Exercise text:
□ □ □ □ □ □ □

Tick. Tick Tick. When Covid initially struck, we retreated into ourselves, both physically and digitally. Removed from the actual world, we had to confront our reality in new and sometimes depressing ways. We watched terrible television on Netflix and took up baking bread. The painful version was doomscrolling into oblivion. Perhaps we saw a glimpse into a horrifying future, where we exist vicariously through screens and in brief interactions with the invisible underclass who delivers our “stuff.” It made us reevaluate our lives and careers, and relationships. When there’s nothing to do, it’s harder to lie to yourself.
It wasn’t all bad, though. Grappling with these realities allowed some people to recognize what was important in their lives, make career shifts, or escape the urban decay to a more meaningful life. It also allowed us time to pursue our passions. I received a gift during the lockdown that launched an obsession and made me reconnect with my family. I got my grandfather’s watch.

□ □ □ □ □ □ □

Work request:
Extract the part of the lockdown essay starting with "It wasn’t all" and going on through "my grandfather’s watch.". The rows after this point come from a separate source.

□ □ □ □ □ □ □

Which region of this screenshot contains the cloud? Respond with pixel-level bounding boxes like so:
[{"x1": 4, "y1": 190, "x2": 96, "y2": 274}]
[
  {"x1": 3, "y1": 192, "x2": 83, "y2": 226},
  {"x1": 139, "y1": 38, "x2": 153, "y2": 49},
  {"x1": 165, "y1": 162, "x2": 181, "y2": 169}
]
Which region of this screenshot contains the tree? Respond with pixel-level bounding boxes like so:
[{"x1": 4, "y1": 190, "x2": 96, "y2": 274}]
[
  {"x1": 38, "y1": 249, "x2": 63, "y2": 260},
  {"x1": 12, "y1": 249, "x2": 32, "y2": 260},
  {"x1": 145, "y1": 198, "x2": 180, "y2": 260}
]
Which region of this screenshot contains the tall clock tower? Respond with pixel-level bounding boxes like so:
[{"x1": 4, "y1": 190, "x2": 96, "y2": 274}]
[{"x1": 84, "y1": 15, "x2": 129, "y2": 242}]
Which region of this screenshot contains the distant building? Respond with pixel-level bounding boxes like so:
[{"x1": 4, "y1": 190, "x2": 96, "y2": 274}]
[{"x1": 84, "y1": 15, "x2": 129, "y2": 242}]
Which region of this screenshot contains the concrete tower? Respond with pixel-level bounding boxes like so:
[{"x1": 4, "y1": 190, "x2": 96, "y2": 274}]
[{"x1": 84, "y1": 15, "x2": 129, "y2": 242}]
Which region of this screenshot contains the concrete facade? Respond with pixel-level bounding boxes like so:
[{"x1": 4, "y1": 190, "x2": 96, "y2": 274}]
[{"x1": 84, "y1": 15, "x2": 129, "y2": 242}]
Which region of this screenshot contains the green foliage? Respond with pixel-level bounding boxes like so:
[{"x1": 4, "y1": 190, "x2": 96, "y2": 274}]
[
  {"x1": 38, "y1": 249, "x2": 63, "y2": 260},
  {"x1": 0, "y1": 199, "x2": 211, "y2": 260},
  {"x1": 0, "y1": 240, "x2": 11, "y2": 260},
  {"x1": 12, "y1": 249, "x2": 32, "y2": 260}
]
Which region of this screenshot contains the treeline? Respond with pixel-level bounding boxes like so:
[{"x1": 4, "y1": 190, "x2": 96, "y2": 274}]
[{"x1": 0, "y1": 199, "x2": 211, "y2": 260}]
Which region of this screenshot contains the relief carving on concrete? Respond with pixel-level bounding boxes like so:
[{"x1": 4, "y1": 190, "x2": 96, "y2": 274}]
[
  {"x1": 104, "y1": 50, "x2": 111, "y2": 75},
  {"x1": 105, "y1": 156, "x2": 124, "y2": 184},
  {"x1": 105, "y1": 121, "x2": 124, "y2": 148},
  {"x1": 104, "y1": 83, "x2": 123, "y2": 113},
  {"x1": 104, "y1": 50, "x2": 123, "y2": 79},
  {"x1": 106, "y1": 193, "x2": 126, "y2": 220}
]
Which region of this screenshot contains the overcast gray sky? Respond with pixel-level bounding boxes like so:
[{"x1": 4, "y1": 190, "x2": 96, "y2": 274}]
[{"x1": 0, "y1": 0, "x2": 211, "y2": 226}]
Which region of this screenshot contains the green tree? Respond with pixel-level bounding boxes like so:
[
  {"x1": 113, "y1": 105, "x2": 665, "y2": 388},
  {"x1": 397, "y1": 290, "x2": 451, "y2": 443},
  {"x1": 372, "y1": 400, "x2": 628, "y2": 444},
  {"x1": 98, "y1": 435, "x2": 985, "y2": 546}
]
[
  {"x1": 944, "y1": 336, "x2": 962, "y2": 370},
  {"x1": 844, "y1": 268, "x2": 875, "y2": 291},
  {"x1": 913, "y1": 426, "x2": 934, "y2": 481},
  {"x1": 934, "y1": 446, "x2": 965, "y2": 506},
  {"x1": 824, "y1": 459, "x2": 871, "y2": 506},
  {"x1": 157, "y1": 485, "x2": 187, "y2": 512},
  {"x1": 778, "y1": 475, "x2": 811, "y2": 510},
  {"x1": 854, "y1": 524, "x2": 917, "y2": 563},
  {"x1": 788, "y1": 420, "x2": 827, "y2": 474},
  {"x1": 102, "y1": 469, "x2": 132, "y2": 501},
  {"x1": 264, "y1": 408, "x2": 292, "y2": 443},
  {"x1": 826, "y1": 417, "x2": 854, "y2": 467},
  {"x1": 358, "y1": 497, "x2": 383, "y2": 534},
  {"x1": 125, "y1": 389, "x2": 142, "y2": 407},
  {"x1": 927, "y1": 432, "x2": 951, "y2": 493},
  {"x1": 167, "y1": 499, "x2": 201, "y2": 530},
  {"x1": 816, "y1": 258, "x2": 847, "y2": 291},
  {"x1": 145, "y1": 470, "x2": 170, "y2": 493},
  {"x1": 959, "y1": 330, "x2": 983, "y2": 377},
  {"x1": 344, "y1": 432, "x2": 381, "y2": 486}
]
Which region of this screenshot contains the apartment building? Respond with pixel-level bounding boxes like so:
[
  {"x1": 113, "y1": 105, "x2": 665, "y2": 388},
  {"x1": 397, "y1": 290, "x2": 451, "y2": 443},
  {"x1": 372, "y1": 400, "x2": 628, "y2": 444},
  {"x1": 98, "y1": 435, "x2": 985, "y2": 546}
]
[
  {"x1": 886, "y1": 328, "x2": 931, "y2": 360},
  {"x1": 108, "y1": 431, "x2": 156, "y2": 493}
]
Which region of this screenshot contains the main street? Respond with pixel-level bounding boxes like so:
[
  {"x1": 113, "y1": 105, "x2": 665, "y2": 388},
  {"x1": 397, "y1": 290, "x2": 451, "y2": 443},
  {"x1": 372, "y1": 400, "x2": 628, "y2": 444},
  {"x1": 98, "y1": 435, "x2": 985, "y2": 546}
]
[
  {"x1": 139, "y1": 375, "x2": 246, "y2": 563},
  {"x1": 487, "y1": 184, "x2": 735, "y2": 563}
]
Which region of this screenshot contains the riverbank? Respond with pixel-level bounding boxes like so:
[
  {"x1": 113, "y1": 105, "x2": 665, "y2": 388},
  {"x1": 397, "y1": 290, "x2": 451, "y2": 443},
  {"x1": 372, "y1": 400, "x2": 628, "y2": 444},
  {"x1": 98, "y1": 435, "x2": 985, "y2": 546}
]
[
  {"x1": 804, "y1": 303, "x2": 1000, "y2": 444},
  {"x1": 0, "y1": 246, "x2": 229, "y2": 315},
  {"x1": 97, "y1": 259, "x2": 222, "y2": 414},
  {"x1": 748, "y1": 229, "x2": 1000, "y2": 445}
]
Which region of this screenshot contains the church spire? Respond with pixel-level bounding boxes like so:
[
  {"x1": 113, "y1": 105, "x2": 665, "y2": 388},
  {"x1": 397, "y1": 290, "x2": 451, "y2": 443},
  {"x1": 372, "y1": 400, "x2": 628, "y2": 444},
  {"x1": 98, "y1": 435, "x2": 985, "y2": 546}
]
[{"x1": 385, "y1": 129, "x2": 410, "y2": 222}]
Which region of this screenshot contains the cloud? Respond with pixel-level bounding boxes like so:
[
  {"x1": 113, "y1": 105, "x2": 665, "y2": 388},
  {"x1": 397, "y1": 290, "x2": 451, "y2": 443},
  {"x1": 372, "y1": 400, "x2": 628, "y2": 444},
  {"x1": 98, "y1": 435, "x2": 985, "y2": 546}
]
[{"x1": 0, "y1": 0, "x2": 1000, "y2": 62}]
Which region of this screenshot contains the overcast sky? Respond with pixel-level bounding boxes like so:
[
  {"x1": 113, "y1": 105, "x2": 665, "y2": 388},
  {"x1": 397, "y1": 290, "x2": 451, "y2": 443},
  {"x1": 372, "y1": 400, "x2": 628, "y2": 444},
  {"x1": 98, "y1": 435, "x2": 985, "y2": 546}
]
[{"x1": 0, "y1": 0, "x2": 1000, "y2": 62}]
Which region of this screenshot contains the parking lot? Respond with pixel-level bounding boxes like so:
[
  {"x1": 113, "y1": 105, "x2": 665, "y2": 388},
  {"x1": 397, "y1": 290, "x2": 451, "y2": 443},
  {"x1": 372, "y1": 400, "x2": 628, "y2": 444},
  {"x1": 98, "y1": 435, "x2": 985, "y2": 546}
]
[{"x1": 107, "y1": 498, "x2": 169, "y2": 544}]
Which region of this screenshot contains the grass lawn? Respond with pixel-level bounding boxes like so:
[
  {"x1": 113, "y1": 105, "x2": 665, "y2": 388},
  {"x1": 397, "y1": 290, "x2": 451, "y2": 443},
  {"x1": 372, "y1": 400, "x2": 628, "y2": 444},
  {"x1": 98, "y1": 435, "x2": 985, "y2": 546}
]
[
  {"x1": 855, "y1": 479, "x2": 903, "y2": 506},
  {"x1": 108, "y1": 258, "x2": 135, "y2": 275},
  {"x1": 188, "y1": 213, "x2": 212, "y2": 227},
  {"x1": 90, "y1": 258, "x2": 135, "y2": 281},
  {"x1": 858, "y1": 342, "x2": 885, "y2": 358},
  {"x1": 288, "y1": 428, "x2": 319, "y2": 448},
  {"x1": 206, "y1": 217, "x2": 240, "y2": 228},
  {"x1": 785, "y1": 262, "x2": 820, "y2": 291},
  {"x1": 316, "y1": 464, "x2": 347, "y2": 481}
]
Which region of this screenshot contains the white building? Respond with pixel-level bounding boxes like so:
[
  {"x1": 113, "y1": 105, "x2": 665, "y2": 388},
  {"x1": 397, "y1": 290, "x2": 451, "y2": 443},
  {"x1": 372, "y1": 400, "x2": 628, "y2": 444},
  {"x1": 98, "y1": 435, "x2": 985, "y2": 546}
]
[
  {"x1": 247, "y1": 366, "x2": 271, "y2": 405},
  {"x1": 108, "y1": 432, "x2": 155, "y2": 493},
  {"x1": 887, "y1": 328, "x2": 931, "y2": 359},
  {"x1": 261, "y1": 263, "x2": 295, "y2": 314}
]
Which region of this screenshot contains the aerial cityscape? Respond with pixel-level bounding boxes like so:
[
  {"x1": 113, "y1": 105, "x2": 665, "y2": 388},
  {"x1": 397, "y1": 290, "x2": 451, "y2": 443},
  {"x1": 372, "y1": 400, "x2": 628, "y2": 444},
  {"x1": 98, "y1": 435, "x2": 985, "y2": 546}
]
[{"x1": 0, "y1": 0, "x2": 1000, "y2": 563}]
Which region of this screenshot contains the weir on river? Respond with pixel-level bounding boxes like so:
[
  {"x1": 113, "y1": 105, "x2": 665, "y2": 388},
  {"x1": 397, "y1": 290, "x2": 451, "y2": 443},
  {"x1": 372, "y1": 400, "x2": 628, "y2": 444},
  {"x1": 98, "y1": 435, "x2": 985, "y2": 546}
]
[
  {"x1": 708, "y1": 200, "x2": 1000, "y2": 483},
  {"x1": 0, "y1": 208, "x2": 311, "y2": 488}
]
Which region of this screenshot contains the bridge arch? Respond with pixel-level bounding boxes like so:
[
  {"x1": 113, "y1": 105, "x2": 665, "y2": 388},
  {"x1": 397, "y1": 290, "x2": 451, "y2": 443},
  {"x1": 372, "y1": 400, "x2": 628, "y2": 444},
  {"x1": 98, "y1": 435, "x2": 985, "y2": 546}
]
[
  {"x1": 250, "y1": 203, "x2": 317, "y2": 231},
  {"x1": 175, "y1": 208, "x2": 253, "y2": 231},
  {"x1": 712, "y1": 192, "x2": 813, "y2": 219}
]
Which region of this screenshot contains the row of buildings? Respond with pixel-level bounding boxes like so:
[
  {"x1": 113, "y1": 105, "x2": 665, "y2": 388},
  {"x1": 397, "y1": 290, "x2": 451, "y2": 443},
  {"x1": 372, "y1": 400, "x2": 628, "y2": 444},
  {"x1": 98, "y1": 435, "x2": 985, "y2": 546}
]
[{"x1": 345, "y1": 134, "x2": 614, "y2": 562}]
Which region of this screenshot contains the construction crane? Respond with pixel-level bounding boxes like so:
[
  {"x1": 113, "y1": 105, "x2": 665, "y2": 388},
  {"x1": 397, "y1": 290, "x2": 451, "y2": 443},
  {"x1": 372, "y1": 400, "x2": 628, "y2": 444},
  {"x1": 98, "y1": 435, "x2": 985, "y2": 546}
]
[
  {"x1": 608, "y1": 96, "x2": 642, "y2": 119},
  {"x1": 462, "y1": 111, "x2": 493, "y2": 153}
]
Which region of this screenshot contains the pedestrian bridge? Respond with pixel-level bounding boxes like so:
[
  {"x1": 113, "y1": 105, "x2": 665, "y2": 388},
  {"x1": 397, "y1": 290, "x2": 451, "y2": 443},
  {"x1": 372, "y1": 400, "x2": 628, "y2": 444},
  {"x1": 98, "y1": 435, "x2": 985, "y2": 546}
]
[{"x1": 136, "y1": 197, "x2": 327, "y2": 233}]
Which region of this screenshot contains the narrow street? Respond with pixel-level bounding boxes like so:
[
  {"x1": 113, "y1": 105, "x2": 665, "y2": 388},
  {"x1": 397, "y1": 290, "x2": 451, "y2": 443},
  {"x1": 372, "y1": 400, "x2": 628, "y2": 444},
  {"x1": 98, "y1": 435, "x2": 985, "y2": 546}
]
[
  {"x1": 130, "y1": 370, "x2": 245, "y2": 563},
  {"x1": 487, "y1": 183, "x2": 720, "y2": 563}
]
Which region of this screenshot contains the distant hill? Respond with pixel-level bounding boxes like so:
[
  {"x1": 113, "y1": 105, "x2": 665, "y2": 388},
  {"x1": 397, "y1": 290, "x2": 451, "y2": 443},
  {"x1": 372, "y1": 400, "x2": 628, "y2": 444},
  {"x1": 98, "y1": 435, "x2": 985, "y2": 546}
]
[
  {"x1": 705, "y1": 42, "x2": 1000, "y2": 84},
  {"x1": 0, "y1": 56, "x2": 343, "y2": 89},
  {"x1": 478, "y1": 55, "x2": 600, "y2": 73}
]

□ □ □ □ □ □ □

Task result:
It wasn’t all bad, though. Grappling with these realities allowed some people to recognize what was important in their lives, make career shifts, or escape the urban decay to a more meaningful life. It also allowed us time to pursue our passions. I received a gift during the lockdown that launched an obsession and made me reconnect with my family. I got my grandfather’s watch.